> _Text excerpt_:
━━━━━━━━━━
Innoshima (因島, Innoshima) was a city in Hiroshima Prefecture, Japan. The city was located within the Innoshima, Geiyo Islands of the Seto Inland Sea. The city was founded on May 1, 1953.

As of 2003, the city had an estimated population of 27,465 and a population density of 690.77 persons per km^{2}. The total area was 39.76 km^{2}.

On January 10, 2006, Innoshima, along with the town of Setoda (from Toyota District), was merged into the expanded city of Onomichi.

== History ==
During World War II, Innoshima island was the site of a prisoner-of-war camp, Hiroshima Camp No. 2.

==Tourist site==
- Mount Shirataki
- Innoshima Park

==Transportation==
- There is a ferry which comes/goes from/to Onomichi Station Onomichi, Hiroshima and Setoda, Hiroshima, Sagi, Hiroshima from/to Shigei-higashi Port on this island.
- There is a ferry which comes/goes from/to Mihara Station Mihara, Hiroshima from/to, Ikina, Hiroshima, from/to Shigei-nishi Port, Innoshima Mall and Habu Port on this island.
- There is a ferry which comes/goes from/to Imabari Station Imabari, Ehime from/to, Nagae, Hiroshima, from/to Habu Port on this island.
━━━━━━━━━━
> _Supplied records_:
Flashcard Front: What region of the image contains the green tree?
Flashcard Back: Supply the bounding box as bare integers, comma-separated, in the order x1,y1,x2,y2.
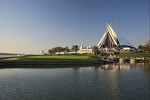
63,47,70,52
71,45,79,52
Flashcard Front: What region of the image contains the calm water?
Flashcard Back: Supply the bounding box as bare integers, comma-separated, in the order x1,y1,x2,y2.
0,63,150,100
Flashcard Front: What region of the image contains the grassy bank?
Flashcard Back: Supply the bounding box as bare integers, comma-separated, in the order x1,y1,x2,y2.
117,52,150,58
0,55,100,62
0,55,103,68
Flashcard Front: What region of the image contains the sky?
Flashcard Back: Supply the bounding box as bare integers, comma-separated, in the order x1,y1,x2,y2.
0,0,150,54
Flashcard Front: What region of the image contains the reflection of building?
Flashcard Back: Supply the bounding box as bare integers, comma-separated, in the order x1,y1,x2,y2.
98,24,120,48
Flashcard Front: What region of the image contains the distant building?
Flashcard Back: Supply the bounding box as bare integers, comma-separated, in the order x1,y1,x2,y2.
77,45,93,54
97,24,136,52
98,24,120,48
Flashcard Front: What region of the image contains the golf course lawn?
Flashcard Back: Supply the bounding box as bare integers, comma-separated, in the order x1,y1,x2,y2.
118,52,150,58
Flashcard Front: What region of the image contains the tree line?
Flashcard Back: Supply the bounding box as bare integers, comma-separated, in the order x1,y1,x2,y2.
48,45,79,55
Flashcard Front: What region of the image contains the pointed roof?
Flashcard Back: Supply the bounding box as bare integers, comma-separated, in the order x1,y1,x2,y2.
98,24,120,48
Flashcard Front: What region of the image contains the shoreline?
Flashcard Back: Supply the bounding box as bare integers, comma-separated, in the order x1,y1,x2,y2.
0,61,106,68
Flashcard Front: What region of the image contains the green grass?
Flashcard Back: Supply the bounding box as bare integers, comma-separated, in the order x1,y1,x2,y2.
118,52,150,58
1,55,99,62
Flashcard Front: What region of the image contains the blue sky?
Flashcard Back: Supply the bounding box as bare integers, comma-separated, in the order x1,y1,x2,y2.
0,0,150,53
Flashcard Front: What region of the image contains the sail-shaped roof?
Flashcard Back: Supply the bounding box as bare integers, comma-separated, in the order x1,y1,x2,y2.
98,24,120,48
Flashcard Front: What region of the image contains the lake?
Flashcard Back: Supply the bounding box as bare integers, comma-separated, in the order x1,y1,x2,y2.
0,63,150,100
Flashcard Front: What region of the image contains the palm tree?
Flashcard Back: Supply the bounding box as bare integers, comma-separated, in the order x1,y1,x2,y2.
143,41,150,53
92,46,100,55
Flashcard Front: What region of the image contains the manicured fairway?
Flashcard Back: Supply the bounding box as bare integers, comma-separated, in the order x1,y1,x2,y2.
118,52,150,58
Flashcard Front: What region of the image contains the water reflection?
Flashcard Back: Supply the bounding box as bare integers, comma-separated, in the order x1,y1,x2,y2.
0,63,150,100
95,63,150,72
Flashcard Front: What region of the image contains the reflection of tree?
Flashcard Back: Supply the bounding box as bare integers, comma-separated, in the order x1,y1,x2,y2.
99,64,120,70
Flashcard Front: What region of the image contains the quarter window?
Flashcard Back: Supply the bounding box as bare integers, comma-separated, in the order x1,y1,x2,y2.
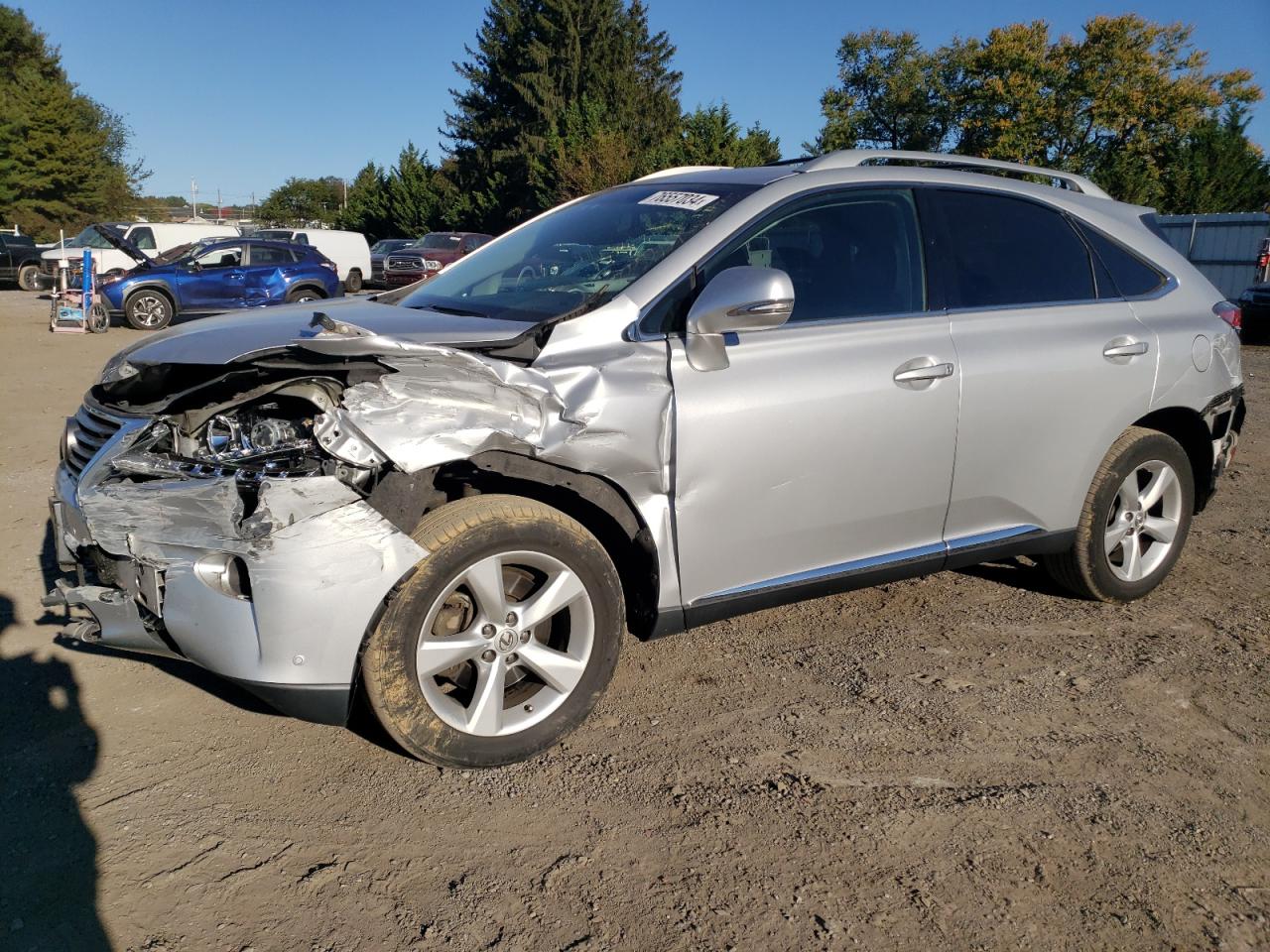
698,190,926,322
1080,226,1165,298
251,245,296,266
128,228,155,251
924,189,1097,307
━━━━━━━━━━
> _Task requirements_:
(A) According to the Innoshima text, on what date was Innoshima merged into the expanded city of Onomichi?
(B) Say whether each statement agrees with the Innoshima text, giving yes or no and quoting the deciding words: (i) The city was founded on May 1, 1953. (ii) In 2003, Innoshima's estimated population was over 30,000. (iii) Hiroshima Camp No. 2 was on Innoshima island.
(C) From the Innoshima text, extract the part that opens with the words containing "As of 2003, the" and closes with "city of Onomichi.".

> _Responses_:
(A) January 10, 2006

(B)
(i) Yes: "The city was founded on May 1, 1953."
(ii) No: "the city had an estimated population of 27,465"
(iii) Yes: "Innoshima island was the site of a prisoner-of-war camp, Hiroshima Camp No. 2."

(C)
As of 2003, the city had an estimated population of 27,465 and a population density of 690.77 persons per km^{2}. The total area was 39.76 km^{2}.

On January 10, 2006, Innoshima, along with the town of Setoda (from Toyota District), was merged into the expanded city of Onomichi.